__Material for this task__
★ ★ ★ ★ ★

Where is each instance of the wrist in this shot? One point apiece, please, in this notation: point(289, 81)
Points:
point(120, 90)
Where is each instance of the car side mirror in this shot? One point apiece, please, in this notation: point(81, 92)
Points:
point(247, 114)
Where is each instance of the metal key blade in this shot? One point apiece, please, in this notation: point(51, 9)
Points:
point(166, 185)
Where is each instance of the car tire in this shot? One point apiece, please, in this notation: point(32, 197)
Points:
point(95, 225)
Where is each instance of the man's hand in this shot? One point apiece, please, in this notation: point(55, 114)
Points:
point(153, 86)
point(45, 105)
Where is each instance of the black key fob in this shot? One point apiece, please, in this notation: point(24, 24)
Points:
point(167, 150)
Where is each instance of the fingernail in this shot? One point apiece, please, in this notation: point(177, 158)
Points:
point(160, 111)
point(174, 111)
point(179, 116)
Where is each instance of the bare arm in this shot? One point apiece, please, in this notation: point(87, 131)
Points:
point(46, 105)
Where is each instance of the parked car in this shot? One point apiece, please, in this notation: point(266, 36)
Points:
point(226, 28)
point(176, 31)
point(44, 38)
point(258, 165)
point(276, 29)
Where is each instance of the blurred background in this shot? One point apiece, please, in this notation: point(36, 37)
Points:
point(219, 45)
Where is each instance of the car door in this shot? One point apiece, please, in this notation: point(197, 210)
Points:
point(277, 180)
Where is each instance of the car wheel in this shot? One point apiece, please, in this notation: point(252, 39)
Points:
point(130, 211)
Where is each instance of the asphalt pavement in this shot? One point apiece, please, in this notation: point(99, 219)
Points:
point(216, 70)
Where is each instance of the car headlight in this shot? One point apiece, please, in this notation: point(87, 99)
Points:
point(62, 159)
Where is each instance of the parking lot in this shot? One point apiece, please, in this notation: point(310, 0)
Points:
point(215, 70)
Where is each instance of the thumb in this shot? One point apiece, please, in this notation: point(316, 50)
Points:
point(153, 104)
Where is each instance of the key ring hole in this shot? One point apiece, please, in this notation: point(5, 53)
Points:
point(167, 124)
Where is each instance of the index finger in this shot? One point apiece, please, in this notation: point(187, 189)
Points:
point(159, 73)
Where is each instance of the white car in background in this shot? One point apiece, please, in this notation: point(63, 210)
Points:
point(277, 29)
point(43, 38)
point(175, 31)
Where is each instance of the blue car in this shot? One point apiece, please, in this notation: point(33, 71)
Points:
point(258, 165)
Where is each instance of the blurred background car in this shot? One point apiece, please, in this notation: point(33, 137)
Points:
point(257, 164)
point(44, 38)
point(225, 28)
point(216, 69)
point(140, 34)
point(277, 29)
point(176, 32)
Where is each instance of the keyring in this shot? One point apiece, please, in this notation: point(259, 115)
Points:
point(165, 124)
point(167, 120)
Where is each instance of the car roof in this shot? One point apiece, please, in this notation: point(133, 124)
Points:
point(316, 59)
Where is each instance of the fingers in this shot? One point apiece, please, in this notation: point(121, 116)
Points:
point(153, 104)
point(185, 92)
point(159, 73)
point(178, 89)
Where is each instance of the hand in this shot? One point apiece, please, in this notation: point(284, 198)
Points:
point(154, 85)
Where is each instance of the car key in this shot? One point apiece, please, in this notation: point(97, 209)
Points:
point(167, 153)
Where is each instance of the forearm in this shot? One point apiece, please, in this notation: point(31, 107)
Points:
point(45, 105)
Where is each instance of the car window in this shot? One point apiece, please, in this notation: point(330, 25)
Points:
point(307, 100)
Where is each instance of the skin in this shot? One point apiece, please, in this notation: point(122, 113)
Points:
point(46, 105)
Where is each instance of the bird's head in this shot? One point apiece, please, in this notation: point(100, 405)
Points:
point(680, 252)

★ ★ ★ ★ ★

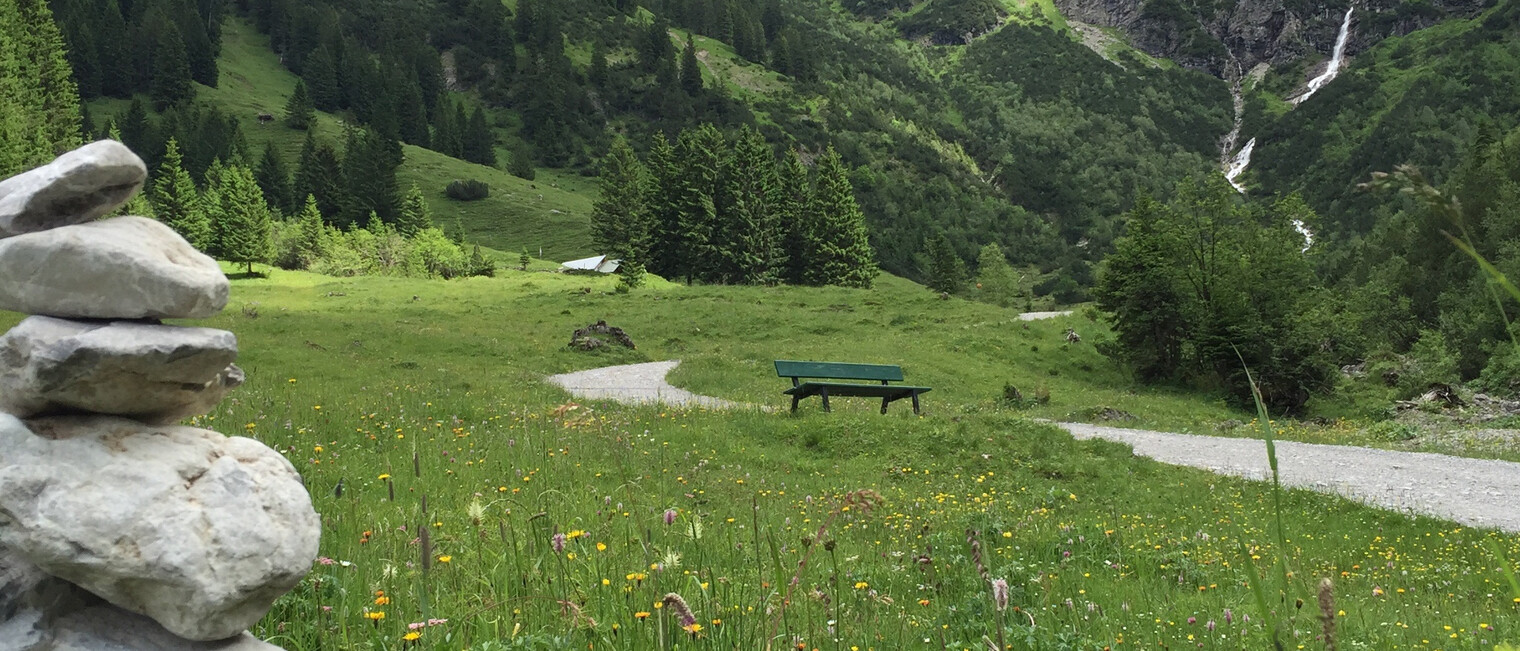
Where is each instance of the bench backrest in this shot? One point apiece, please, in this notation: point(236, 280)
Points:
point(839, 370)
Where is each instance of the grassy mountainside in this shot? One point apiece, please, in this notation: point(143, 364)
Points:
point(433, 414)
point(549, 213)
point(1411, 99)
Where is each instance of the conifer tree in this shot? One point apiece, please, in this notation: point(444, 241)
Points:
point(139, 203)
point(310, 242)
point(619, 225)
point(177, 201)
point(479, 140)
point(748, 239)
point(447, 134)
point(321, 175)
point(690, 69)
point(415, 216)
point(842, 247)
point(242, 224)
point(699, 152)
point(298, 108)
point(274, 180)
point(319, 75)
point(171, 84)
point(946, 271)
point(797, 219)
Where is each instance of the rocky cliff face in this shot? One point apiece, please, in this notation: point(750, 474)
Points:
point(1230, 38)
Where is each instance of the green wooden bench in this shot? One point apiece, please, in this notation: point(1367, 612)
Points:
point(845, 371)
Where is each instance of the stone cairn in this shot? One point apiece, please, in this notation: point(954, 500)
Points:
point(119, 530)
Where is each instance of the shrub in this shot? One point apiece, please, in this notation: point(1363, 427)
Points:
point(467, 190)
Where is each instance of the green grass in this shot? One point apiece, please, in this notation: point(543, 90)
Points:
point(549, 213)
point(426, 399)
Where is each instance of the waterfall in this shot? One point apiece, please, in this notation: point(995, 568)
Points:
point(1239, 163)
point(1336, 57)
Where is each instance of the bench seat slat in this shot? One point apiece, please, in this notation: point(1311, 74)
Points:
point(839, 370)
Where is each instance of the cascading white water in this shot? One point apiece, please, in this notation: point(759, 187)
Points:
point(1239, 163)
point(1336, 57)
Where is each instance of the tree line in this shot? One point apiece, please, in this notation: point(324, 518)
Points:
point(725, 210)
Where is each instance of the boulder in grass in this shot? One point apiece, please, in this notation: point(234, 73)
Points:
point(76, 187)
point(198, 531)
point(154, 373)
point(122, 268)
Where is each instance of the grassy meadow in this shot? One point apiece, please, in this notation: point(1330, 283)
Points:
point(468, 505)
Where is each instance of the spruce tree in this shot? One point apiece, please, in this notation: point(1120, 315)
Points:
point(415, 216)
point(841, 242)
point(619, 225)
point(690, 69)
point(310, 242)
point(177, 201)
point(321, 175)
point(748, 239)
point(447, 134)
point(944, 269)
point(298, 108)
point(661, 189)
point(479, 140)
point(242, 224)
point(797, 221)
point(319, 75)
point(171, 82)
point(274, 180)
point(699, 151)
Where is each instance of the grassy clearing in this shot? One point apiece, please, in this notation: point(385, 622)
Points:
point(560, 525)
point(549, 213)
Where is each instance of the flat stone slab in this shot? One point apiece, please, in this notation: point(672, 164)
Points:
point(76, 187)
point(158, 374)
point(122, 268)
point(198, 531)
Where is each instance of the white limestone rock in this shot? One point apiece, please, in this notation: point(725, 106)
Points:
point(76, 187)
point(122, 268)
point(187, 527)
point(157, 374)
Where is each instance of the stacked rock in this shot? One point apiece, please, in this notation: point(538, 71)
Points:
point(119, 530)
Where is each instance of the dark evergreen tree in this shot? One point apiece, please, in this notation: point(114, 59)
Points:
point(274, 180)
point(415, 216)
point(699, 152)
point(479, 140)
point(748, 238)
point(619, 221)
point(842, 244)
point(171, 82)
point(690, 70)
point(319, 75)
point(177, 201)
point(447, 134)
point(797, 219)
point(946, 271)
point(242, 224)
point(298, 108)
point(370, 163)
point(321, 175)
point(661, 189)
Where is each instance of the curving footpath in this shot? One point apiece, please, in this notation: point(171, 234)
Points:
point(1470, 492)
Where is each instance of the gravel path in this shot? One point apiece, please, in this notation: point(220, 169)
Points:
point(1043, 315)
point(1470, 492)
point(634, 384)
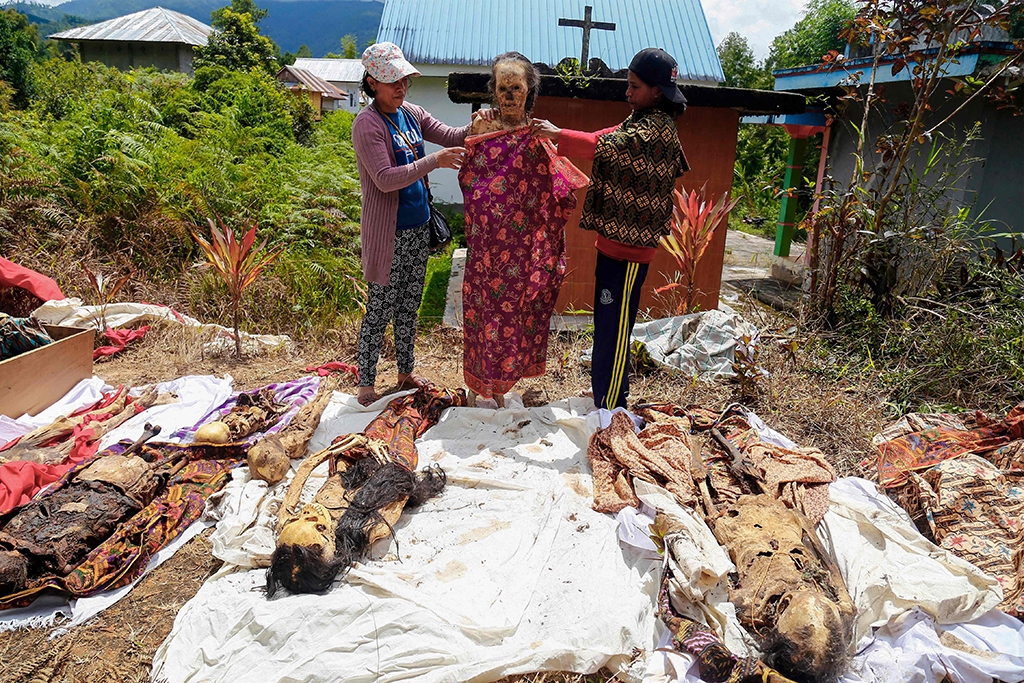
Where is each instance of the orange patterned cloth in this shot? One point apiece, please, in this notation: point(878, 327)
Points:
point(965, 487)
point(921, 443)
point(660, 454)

★ ★ ★ ★ ★

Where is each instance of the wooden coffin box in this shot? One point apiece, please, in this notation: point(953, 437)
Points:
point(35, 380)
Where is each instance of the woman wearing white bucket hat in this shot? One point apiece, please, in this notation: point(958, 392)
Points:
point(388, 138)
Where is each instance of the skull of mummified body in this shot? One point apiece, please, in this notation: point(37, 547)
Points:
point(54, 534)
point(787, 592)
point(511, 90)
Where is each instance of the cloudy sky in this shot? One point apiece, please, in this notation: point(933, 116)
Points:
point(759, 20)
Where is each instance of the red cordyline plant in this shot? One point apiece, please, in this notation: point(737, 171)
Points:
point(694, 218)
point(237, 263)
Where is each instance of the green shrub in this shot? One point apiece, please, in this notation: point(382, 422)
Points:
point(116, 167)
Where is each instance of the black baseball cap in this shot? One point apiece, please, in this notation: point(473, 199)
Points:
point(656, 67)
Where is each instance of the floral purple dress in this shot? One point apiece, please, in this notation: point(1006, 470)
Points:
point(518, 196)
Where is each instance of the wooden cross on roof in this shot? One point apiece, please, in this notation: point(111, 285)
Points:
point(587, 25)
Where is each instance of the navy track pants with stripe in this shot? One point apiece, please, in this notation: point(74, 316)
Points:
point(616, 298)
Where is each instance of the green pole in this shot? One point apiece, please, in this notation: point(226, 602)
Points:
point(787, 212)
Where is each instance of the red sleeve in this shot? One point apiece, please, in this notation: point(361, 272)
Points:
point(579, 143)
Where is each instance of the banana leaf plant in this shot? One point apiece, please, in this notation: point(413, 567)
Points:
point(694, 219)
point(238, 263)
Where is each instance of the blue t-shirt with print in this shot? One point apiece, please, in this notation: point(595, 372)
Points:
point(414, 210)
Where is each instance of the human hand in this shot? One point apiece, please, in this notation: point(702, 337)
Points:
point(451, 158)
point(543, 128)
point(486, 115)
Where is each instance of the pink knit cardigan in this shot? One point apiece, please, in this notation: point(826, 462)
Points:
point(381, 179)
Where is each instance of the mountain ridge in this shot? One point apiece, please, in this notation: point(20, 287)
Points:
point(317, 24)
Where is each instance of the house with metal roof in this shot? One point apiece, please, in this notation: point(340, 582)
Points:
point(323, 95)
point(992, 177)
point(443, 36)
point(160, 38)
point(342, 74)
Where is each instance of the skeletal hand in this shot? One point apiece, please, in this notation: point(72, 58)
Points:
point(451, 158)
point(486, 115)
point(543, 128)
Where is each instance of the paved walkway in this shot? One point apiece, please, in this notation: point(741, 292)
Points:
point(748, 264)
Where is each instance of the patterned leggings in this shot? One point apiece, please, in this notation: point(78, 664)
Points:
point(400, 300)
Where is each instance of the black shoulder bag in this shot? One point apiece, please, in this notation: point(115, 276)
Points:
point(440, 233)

★ ★ ★ ★ ★

Pull out every line in the material above where "plant" occurs.

Where is each instance of the red cordyline plant in this shot? One point apiece, please, in this notation: point(737, 171)
Where is each instance of the banana leaf plant in this shot? One point apiece, please, in this notation: point(413, 567)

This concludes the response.